TASK INSTRUCTIONS
Copy the records below exactly, omitting any pictures they contain.

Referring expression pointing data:

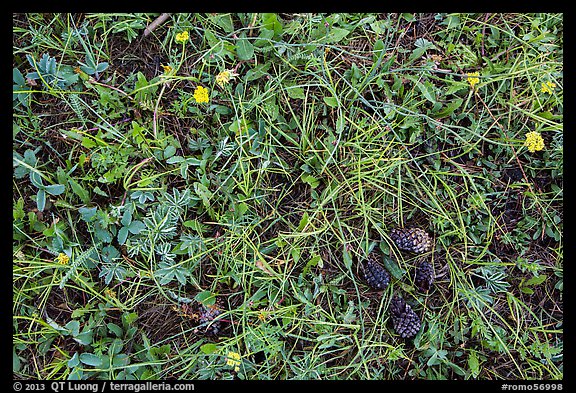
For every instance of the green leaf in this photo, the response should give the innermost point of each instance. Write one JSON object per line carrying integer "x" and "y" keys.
{"x": 36, "y": 179}
{"x": 175, "y": 160}
{"x": 85, "y": 338}
{"x": 203, "y": 192}
{"x": 537, "y": 280}
{"x": 126, "y": 217}
{"x": 244, "y": 48}
{"x": 336, "y": 34}
{"x": 315, "y": 260}
{"x": 393, "y": 267}
{"x": 225, "y": 22}
{"x": 79, "y": 190}
{"x": 473, "y": 364}
{"x": 55, "y": 189}
{"x": 295, "y": 92}
{"x": 73, "y": 327}
{"x": 18, "y": 78}
{"x": 331, "y": 101}
{"x": 270, "y": 22}
{"x": 16, "y": 364}
{"x": 311, "y": 180}
{"x": 209, "y": 348}
{"x": 169, "y": 151}
{"x": 427, "y": 90}
{"x": 41, "y": 199}
{"x": 87, "y": 213}
{"x": 74, "y": 361}
{"x": 90, "y": 359}
{"x": 122, "y": 235}
{"x": 207, "y": 298}
{"x": 303, "y": 222}
{"x": 257, "y": 72}
{"x": 136, "y": 227}
{"x": 117, "y": 330}
{"x": 378, "y": 50}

RESULT
For every instance of the green leaf in this photo, the response should give the innermost point of each instance. Write one JSON object per line carrying integer "x" and "y" keys.
{"x": 36, "y": 179}
{"x": 175, "y": 160}
{"x": 85, "y": 338}
{"x": 203, "y": 192}
{"x": 537, "y": 280}
{"x": 126, "y": 217}
{"x": 244, "y": 48}
{"x": 336, "y": 34}
{"x": 315, "y": 260}
{"x": 393, "y": 267}
{"x": 225, "y": 22}
{"x": 79, "y": 190}
{"x": 473, "y": 364}
{"x": 55, "y": 189}
{"x": 295, "y": 92}
{"x": 73, "y": 327}
{"x": 18, "y": 78}
{"x": 331, "y": 101}
{"x": 270, "y": 22}
{"x": 16, "y": 364}
{"x": 311, "y": 180}
{"x": 209, "y": 348}
{"x": 169, "y": 151}
{"x": 427, "y": 90}
{"x": 41, "y": 199}
{"x": 87, "y": 213}
{"x": 74, "y": 361}
{"x": 90, "y": 359}
{"x": 122, "y": 235}
{"x": 207, "y": 298}
{"x": 303, "y": 222}
{"x": 257, "y": 72}
{"x": 136, "y": 227}
{"x": 117, "y": 330}
{"x": 378, "y": 50}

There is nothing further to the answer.